▶ **PROBLEM DETAILS**: Rewrite everything from the start of the material down to the line containing "column 223, row 316", changing "fly antenna" to "insect antenna" and keeping all else unchanged. Leave the pictures out of your answer.

(Stored items from a collection)
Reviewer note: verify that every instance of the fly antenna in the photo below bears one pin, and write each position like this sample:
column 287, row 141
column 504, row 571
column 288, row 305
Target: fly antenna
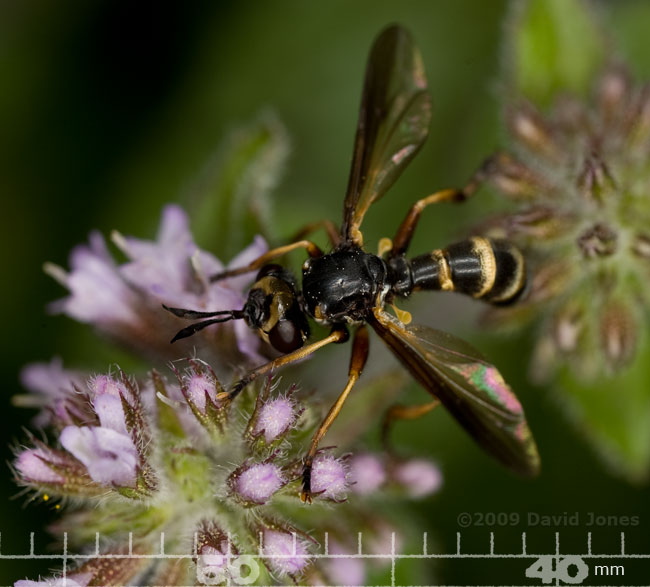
column 223, row 316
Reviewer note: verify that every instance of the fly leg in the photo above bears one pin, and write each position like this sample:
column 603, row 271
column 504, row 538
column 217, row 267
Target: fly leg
column 406, row 230
column 357, row 363
column 262, row 260
column 337, row 335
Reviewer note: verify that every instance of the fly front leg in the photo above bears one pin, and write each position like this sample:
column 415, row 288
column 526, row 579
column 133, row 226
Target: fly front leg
column 357, row 363
column 406, row 230
column 262, row 260
column 338, row 335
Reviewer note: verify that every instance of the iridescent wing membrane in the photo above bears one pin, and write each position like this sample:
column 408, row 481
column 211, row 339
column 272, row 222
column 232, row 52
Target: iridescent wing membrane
column 469, row 387
column 393, row 124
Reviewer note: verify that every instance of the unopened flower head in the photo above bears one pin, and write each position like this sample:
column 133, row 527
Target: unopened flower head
column 579, row 176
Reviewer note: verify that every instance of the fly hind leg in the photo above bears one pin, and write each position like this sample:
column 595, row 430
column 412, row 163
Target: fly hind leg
column 406, row 230
column 357, row 363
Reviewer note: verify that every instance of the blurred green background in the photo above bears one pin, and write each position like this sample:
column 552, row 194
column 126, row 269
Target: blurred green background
column 109, row 110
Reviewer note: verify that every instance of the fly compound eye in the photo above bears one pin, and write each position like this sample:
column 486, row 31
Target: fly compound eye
column 285, row 336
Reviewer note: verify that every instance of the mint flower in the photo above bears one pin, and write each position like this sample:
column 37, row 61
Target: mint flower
column 574, row 170
column 157, row 452
column 123, row 301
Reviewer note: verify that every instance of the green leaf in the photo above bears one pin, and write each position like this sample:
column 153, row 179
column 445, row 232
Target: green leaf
column 553, row 45
column 230, row 202
column 614, row 414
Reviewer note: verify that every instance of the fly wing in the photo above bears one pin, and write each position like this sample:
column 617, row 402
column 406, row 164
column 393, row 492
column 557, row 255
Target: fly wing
column 469, row 387
column 393, row 124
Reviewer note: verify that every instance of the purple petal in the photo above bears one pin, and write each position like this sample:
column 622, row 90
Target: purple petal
column 110, row 457
column 293, row 552
column 274, row 418
column 419, row 477
column 367, row 473
column 258, row 482
column 32, row 466
column 110, row 411
column 98, row 293
column 329, row 477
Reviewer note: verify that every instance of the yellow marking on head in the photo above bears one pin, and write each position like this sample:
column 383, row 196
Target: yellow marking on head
column 385, row 245
column 485, row 253
column 282, row 298
column 444, row 272
column 402, row 315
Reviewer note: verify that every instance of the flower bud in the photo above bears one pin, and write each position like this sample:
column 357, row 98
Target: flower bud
column 532, row 131
column 618, row 334
column 329, row 477
column 256, row 484
column 274, row 418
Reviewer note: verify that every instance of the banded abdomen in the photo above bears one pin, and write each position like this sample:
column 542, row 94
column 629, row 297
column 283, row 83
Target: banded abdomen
column 492, row 270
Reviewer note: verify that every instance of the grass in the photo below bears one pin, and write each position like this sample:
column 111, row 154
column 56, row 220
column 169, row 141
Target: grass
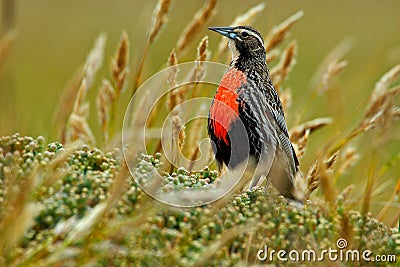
column 70, row 203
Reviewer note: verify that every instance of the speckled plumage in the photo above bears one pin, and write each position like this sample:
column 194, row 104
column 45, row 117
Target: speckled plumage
column 256, row 114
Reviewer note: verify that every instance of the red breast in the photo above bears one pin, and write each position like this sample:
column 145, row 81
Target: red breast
column 224, row 109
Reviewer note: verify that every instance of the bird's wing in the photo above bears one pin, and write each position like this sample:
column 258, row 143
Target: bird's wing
column 275, row 104
column 259, row 123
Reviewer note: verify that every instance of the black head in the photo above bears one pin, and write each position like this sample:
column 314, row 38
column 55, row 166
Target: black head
column 244, row 41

▶ **SOLUTION**:
Reviewer note: verify that every instance of the insect antenna in the photo below bears one pin, and write each position like this sample:
column 287, row 141
column 504, row 571
column 288, row 305
Target: insect antenna
column 223, row 316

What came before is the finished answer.